What to work on.
Copy out every record below, word for word.

Records for this exercise.
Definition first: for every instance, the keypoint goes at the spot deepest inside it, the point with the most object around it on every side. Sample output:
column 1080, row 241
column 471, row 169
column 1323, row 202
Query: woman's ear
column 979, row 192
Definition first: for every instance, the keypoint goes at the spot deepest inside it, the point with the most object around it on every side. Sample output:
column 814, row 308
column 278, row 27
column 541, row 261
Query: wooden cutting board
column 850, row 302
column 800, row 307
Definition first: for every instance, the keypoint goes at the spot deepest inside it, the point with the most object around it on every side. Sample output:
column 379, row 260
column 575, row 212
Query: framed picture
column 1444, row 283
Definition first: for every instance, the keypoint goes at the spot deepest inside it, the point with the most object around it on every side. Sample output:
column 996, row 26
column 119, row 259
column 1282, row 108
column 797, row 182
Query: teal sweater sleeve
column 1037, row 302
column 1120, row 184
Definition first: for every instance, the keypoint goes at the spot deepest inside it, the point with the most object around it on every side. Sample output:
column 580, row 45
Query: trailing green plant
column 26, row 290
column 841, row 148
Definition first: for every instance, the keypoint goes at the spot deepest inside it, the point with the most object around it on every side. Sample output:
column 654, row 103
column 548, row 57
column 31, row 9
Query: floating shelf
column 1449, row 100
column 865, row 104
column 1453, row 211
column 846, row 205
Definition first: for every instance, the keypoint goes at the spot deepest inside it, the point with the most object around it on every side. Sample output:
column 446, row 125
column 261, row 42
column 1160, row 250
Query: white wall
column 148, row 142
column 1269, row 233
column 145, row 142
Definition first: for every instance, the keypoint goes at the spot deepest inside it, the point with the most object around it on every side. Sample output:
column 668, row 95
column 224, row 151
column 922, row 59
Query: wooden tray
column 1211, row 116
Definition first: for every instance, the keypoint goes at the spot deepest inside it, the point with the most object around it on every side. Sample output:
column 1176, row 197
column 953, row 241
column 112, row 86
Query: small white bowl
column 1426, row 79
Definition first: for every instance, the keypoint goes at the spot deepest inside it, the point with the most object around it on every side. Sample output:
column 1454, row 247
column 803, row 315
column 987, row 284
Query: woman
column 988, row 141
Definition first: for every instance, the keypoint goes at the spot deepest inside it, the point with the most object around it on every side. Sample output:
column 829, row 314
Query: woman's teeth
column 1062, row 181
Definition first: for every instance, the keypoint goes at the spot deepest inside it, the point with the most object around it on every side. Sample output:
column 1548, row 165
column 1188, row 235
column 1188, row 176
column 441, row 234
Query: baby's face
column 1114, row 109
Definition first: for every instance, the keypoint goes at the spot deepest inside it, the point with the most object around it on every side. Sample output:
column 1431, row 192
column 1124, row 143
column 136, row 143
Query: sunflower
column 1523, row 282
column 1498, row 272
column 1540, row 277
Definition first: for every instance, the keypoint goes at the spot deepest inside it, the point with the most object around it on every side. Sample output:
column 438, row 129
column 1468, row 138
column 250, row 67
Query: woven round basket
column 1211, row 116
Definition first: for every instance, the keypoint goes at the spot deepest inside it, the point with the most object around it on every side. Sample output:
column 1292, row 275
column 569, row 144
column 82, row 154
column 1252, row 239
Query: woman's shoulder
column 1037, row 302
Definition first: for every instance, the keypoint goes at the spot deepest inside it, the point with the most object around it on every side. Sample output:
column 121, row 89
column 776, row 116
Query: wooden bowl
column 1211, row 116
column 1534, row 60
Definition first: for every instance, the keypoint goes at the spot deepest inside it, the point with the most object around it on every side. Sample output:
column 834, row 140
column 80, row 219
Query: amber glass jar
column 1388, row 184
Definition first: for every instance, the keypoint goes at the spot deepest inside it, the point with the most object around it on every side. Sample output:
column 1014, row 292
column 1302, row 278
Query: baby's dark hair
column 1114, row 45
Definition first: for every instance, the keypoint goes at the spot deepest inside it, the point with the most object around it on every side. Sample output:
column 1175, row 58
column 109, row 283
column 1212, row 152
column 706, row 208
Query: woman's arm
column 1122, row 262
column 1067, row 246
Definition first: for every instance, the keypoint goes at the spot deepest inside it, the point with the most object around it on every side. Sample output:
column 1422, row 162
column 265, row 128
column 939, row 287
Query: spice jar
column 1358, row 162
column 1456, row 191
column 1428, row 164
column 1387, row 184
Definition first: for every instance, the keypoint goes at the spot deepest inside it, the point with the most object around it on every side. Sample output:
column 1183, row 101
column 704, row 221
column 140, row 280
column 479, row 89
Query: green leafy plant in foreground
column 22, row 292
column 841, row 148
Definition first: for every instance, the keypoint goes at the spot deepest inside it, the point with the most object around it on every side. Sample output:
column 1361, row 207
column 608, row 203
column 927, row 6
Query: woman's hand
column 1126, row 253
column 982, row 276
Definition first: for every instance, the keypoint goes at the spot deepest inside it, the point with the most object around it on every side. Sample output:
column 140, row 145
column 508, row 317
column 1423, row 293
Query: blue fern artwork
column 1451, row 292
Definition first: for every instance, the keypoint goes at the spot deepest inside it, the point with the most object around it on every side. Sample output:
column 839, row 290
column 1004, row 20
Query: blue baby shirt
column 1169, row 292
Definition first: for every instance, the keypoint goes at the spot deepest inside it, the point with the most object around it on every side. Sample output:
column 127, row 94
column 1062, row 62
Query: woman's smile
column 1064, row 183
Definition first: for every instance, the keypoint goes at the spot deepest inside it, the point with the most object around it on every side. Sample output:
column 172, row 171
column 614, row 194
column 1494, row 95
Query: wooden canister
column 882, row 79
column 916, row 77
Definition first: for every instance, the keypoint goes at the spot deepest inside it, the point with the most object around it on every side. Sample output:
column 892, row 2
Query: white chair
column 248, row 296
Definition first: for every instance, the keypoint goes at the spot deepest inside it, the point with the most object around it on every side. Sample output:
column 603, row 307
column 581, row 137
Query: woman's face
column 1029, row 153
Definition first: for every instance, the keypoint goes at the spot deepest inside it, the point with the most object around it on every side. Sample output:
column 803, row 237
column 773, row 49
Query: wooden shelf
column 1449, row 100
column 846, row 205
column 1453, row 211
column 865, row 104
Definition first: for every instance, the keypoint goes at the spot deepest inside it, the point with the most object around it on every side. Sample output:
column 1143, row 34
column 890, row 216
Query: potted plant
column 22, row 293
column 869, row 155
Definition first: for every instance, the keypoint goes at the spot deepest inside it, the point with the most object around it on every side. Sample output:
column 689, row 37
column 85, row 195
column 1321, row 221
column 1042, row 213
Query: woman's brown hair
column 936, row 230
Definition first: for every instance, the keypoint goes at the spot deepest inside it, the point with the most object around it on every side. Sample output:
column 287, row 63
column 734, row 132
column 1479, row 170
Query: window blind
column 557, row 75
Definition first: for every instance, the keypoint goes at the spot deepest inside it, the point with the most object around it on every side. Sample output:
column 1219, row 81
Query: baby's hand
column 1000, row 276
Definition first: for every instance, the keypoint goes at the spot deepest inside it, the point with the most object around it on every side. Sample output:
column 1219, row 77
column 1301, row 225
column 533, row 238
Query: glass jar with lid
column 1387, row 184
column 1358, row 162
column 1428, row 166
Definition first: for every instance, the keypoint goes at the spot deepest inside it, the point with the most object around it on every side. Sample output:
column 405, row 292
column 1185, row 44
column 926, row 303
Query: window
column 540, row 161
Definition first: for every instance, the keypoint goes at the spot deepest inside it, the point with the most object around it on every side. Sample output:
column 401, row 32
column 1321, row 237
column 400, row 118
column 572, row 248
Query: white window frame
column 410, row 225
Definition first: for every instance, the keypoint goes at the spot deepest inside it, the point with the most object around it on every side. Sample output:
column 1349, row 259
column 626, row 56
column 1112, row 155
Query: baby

Completed exercise.
Definition first: for every instance, the keypoint goes at the spot deepest inside it, the point with the most object around it on every side. Sample output:
column 1080, row 241
column 471, row 169
column 1323, row 202
Query: woman's ear
column 979, row 192
Definition first: for every instance, the keypoint goes at the spot deepest inside it, the point with the most object around it on every side. Sample output:
column 814, row 308
column 278, row 27
column 541, row 261
Query: wooden cutting board
column 850, row 302
column 800, row 307
Definition first: for every instance, the keypoint goes at the spot deepest inside it, the point with the most object around it on every side. Sample output:
column 379, row 260
column 575, row 212
Query: framed picture
column 1444, row 283
Definition first: for every instance, the keypoint goes at the spot deepest inside it, the point with the most object around it on every side. Sample output:
column 996, row 26
column 119, row 259
column 1282, row 108
column 797, row 182
Query: teal sweater sleeve
column 1037, row 302
column 1120, row 184
Definition first: for every instance, the keypoint goes at the spot deepest inside it, the point with the most object around it on every side. Sample output:
column 580, row 45
Query: trailing green plant
column 26, row 290
column 841, row 148
Definition first: for every instance, the keypoint goes at the spot deepest inside it, the point with the most object around it on every side. Sample output:
column 654, row 103
column 548, row 57
column 31, row 9
Query: floating shelf
column 1449, row 100
column 865, row 104
column 1453, row 211
column 846, row 205
Definition first: for every instance, the keypoint goes at the spot deepest inside it, the point with the most object around it on every side. Sample output:
column 446, row 125
column 261, row 42
column 1160, row 250
Query: white wall
column 148, row 142
column 1269, row 233
column 145, row 142
Definition first: for every instance, the keypoint goes at the spot deepest inside it, the point with the most object around it on every side. Sample output:
column 668, row 95
column 224, row 151
column 922, row 59
Query: wooden tray
column 1211, row 116
Definition first: for every instance, the keypoint goes at the spot deepest inside it, the point with the most object around it on every side. Sample output:
column 1176, row 197
column 953, row 241
column 112, row 86
Query: small white bowl
column 1426, row 79
Definition first: for every instance, the keypoint goes at the spot deepest inside it, the point with the most object around it on every side. Sample output:
column 1454, row 247
column 803, row 315
column 987, row 284
Query: woman
column 988, row 141
Definition first: for every instance, the keypoint goes at the spot deepest inside it, the point with the most object around it on every side. Sample output:
column 829, row 314
Query: woman's teeth
column 1062, row 181
Definition first: for every instance, the keypoint goes at the spot deepest inside it, the point with the most object around it on every side. Sample output:
column 1548, row 165
column 1188, row 235
column 1188, row 176
column 441, row 234
Query: baby's face
column 1114, row 109
Definition first: for every instance, the keypoint goes at the spot deepest inside it, the point with the most object around it on every side. Sample output:
column 1431, row 192
column 1124, row 143
column 136, row 143
Query: sunflower
column 1523, row 282
column 1498, row 272
column 1540, row 277
Definition first: for every instance, the keypoint goes at the spot deepest inside it, the point with the most object around it on every side. Sample output:
column 438, row 129
column 1468, row 138
column 250, row 67
Query: woven round basket
column 1211, row 116
Definition first: for every instance, the keypoint goes at the spot deepest inside it, the point with the most object around it on every side. Sample output:
column 1292, row 275
column 569, row 144
column 82, row 154
column 1252, row 239
Query: woman's shoulder
column 1037, row 302
Definition first: for every instance, the keypoint goes at the spot deepest inside it, the point with the most object around it on every side. Sample output:
column 121, row 89
column 776, row 116
Query: wooden bowl
column 1211, row 116
column 1534, row 60
Definition first: for every instance, the keypoint goes at the spot deepest inside it, the point with the most object around it on every side. Sample output:
column 834, row 140
column 80, row 219
Query: amber glass jar
column 1388, row 184
Definition first: for every instance, the keypoint goes at the spot deepest inside it, the point with the most object around it on every side. Sample output:
column 1014, row 292
column 1302, row 278
Query: baby's dark hair
column 1114, row 45
Definition first: for every instance, the keypoint goes at the spot deepest inside it, the point with the most object around it on every side. Sample output:
column 1175, row 58
column 109, row 283
column 1212, row 152
column 706, row 208
Query: woman's arm
column 1122, row 262
column 1067, row 246
Definition first: for every instance, the keypoint goes at the spot deepest inside it, the point with the most object around it on every side. Sample output:
column 1422, row 162
column 265, row 128
column 939, row 287
Query: spice jar
column 1358, row 162
column 1456, row 191
column 1428, row 164
column 1387, row 184
Definition first: for every instance, the keypoint goes at the spot deepest inside it, the point with the most object around it on every side. Sample output:
column 1183, row 101
column 704, row 221
column 140, row 280
column 479, row 89
Query: green leafy plant in foreground
column 22, row 292
column 841, row 148
Definition first: for every instance, the keypoint goes at the spot deepest inside it, the point with the most object around it on every side. Sample output:
column 1361, row 207
column 608, row 203
column 927, row 6
Query: woman's hand
column 1126, row 253
column 982, row 276
Definition first: for every instance, the keypoint goes at the spot deepest inside it, the point with the most object around it on every side. Sample output:
column 140, row 145
column 508, row 317
column 1423, row 293
Query: blue fern artwork
column 1451, row 292
Definition first: for every instance, the keypoint goes at the spot deepest inside it, the point with the most object around it on every side. Sample output:
column 839, row 290
column 1004, row 20
Query: blue baby shirt
column 1169, row 292
Definition first: for every instance, the keypoint goes at the spot deepest inside it, the point with the most object around it on every side. Sample output:
column 127, row 94
column 1062, row 62
Query: woman's smile
column 1064, row 183
Definition first: for every instance, the keypoint goes at the spot deepest inside it, the point with the most object around it on every side. Sample output:
column 172, row 171
column 614, row 194
column 1494, row 95
Query: wooden canister
column 882, row 79
column 916, row 77
Definition first: for every instance, the keypoint goes at the spot deepest inside it, the point with the most object around it on every side. Sample output:
column 892, row 2
Query: white chair
column 248, row 296
Definition first: for every instance, the keypoint goes at the spot deepest inside it, the point with the most object around it on every side. Sample output:
column 603, row 307
column 581, row 137
Query: woman's face
column 1029, row 153
Definition first: for every instance, the keypoint goes at the spot deepest inside it, the point with the most object around it on every side. Sample output:
column 803, row 237
column 773, row 49
Query: wooden shelf
column 1449, row 100
column 846, row 205
column 1453, row 211
column 865, row 104
Definition first: for every instance, the keypoint goes at the spot deepest inside it, the point with the most object around it on every side. Sample output:
column 1143, row 34
column 890, row 216
Query: potted plant
column 22, row 293
column 869, row 155
Definition first: for every instance, the keypoint goes at the spot deepest inside it, the point with the most object around it on every side. Sample output:
column 689, row 37
column 85, row 195
column 1321, row 221
column 1042, row 213
Query: woman's brown hair
column 936, row 230
Definition first: for every instance, the keypoint goes at the spot deepest inside it, the point with the most object around it on every side. Sample output:
column 287, row 63
column 734, row 132
column 1479, row 170
Query: window blind
column 557, row 75
Definition first: for every instance, the keypoint goes at the spot deepest inside it, the point with the most object around it on every side. Sample output:
column 1219, row 81
Query: baby's hand
column 1000, row 276
Definition first: for every instance, the keypoint goes at the spot deepest inside it, the point with the most object around it on every side. Sample output:
column 1219, row 77
column 1301, row 225
column 533, row 238
Query: glass jar with lid
column 1387, row 184
column 1358, row 162
column 1428, row 166
Definition first: for every instance, the keypoint goes at the spot deepest inside it, the point with the most object around it on every side. Sample output:
column 405, row 292
column 1185, row 44
column 926, row 303
Query: window
column 540, row 161
Definition first: for every instance, the keypoint goes at the spot deepest inside it, the point with the most object around it on every side. Sample output:
column 401, row 32
column 1321, row 237
column 400, row 118
column 572, row 248
Query: white window frame
column 410, row 225
Definition first: for every instance, the keypoint goes at the spot deepest inside it, the point with the most object around it on every side. Sample output:
column 1349, row 259
column 626, row 56
column 1112, row 155
Query: baby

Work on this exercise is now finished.